TEXT TO READ ->
+ + + + +
Automatically Detect and Protect Sensitive Data in Amazon S3 Using Dataguise DgSecure
By Anoop Sunke, Senior Specialist Solutions Architect at AWS
By Subra Ramesh, SVP Products at Dataguise
Dataguise has been working on finding and protecting sensitive data in a range of data stores over the last 10 years.
DgSecure is Dataguise’s flagship product that can scan for sensitive elements in structured and unstructured data, and optionally mask or encrypt the data. Organizations can also monitor access to the sensitive data using DgSecure.
In this post, we describe the steps to scan objects in Amazon S3 buckets and protect them with masking or encryption. We’ll cover Amazon RDS and Amazon Redshift in a later blog post.
DgSecure Overall Architecture
There are four layers in the deployment architecture, as shown in Figure 1:
- The User Interface Layer: Consists of tools used to access DgSecure by the end user. This includes a browser-based UI, DGCL, the Dataguise Command Line, and REST APIs.
- The Server Layer: Includes the DgSecure Server, known as the “Controller,” which is attached to a metadata database. On AWS, this can be an Amazon RDS database. The Controller also has other enterprise integrations, such as LDAP, Active Directory, and standard Single Sign-On (SSO) systems.
+ + + + +
Rows excerpted from a collection:
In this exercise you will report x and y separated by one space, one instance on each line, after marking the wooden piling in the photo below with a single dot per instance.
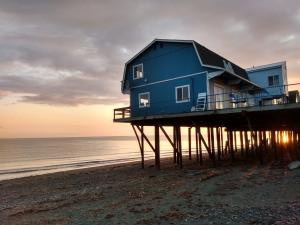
190 143
157 147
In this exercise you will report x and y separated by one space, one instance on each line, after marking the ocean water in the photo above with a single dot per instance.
34 156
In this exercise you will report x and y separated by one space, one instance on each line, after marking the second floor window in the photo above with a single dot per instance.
273 80
183 93
144 100
138 71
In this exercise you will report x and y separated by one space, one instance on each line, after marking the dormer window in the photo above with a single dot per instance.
138 71
273 80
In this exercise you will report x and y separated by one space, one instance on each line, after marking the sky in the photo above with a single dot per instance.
61 61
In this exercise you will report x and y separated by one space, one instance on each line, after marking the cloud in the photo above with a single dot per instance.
70 52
+ + + + +
Reproduce word for word the part of the DgSecure text starting with "DgSecure Overall Architecture" and going on through "and REST APIs.".

DgSecure Overall Architecture
There are four layers in the deployment architecture, as shown in Figure 1:
- The User Interface Layer: Consists of tools used to access DgSecure by the end user. This includes a browser-based UI, DGCL, the Dataguise Command Line, and REST APIs.